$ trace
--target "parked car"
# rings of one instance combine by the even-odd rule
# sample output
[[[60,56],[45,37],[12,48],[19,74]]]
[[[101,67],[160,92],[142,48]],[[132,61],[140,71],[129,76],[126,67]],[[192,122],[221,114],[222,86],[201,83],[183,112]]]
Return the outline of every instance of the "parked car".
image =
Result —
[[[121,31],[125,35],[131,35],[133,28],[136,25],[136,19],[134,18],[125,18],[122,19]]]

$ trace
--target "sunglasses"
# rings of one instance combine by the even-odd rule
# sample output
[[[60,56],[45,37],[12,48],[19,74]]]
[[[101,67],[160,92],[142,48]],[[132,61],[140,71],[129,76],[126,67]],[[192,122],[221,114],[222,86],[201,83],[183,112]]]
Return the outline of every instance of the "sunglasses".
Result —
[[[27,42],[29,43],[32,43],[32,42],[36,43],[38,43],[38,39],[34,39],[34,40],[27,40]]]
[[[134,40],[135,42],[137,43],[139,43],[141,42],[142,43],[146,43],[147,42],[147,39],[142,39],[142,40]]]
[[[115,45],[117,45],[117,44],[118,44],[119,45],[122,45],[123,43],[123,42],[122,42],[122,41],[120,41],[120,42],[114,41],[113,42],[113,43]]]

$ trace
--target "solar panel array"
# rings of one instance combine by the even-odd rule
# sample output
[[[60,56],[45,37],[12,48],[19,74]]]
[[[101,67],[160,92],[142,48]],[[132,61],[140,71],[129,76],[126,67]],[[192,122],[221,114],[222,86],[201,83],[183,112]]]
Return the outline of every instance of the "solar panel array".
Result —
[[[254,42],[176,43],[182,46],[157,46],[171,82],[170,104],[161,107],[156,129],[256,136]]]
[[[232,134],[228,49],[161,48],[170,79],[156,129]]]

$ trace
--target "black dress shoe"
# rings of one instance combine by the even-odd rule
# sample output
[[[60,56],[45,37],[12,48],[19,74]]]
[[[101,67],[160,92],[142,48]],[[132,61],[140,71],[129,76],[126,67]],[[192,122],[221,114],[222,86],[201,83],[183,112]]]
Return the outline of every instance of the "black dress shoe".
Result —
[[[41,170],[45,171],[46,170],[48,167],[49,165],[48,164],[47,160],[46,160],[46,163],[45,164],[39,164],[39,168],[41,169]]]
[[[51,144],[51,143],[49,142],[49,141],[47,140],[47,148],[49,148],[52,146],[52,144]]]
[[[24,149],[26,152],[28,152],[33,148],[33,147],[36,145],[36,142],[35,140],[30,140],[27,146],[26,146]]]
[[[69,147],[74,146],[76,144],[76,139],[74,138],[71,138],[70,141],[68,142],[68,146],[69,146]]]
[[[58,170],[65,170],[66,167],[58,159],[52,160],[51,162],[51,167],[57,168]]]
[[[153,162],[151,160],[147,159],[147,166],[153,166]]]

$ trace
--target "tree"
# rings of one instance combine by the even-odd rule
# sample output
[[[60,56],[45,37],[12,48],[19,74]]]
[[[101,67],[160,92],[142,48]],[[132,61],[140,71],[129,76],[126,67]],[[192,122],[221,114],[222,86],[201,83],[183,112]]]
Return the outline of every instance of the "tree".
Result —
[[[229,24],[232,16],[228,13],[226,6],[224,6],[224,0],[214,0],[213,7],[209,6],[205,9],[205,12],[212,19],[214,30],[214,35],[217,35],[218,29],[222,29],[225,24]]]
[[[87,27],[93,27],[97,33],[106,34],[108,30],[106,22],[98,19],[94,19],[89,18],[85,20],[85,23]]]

What you need to do: Rewrite all the records above, changing each "even-odd rule" to "nonzero winding rule" and leaving every other character as it is.

Problem solution:
$ trace
--target "parked car"
# rings of one instance combine by the nonzero winding rule
# sample output
[[[60,56],[45,37],[12,48],[19,74]]]
[[[101,67],[160,92],[142,48]],[[132,61],[140,71],[129,76],[126,67]],[[192,122],[221,114],[222,86],[201,83],[183,112]]]
Return the outline of every instance of the "parked car".
image =
Result —
[[[121,31],[125,35],[131,35],[133,28],[136,25],[136,19],[134,18],[125,18],[122,19]]]

$ trace
--target "sunglasses"
# rings of one instance combine by the nonzero winding rule
# sample output
[[[60,56],[45,37],[12,48],[19,74]]]
[[[101,67],[160,92],[142,48]],[[132,61],[140,71],[129,76],[126,67]],[[192,122],[221,114],[222,86],[201,83],[183,112]]]
Return the outline of every instance of the "sunglasses".
Result —
[[[27,42],[29,43],[32,43],[32,42],[36,43],[38,43],[38,39],[34,39],[34,40],[27,40]]]
[[[134,40],[135,42],[137,43],[139,43],[141,42],[142,43],[146,43],[147,42],[147,39],[142,39],[142,40]]]
[[[115,45],[117,45],[117,44],[118,44],[119,45],[122,45],[123,43],[123,42],[122,42],[122,41],[120,41],[120,42],[114,41],[113,42],[113,43]]]

$ trace
--target "solar panel array"
# rings of one instance combine by the nonzero winding rule
# sample output
[[[60,56],[45,37],[12,48],[19,74]]]
[[[101,67],[160,92],[142,48]],[[132,61],[140,71],[129,76],[126,67]],[[192,122],[221,114],[222,86],[201,83],[183,112]]]
Return the outline of every instance of the "solar panel array".
Result —
[[[254,42],[176,43],[182,46],[157,46],[171,82],[170,104],[161,107],[156,129],[256,136]]]
[[[232,134],[228,49],[161,48],[170,79],[156,129]]]

$ trace
--target "black dress shoe"
# rings of one instance combine by the nonzero winding rule
# sample output
[[[60,56],[45,37],[12,48],[19,74]]]
[[[101,67],[160,92],[142,48]],[[132,61],[140,71],[129,76],[126,67]],[[192,122],[221,114],[222,86],[201,83],[183,112]]]
Return the outline of every instance of the "black dress shoe".
Result —
[[[41,170],[45,171],[46,170],[48,167],[49,165],[48,164],[47,160],[46,160],[46,163],[45,164],[39,164],[39,168],[41,169]]]
[[[51,144],[51,143],[49,142],[49,141],[47,140],[47,148],[49,148],[52,146],[52,144]]]
[[[24,149],[26,152],[28,152],[33,148],[33,147],[36,145],[36,142],[35,140],[30,140],[27,146],[26,146]]]
[[[69,147],[74,146],[76,144],[76,139],[74,138],[71,138],[70,141],[68,142],[68,146],[69,146]]]
[[[58,170],[65,170],[66,167],[58,159],[52,160],[51,162],[51,167],[57,168]]]
[[[153,162],[151,160],[147,159],[147,166],[153,166]]]

$ trace
--target "tree"
# rings of one instance combine by the nonzero winding rule
# sample output
[[[60,56],[45,37],[12,48],[19,74]]]
[[[101,67],[160,92],[142,48]],[[132,61],[140,71],[129,76],[126,67]],[[192,122],[221,114],[222,86],[201,83],[183,112]]]
Return the outline of every instance of the "tree".
Result —
[[[229,24],[232,16],[228,13],[226,6],[224,6],[224,0],[214,0],[213,7],[209,6],[205,9],[205,12],[212,19],[214,30],[214,35],[217,35],[218,29],[222,29],[225,24]]]
[[[87,27],[93,27],[97,33],[106,34],[108,30],[106,22],[98,19],[94,19],[89,18],[85,20],[85,23]]]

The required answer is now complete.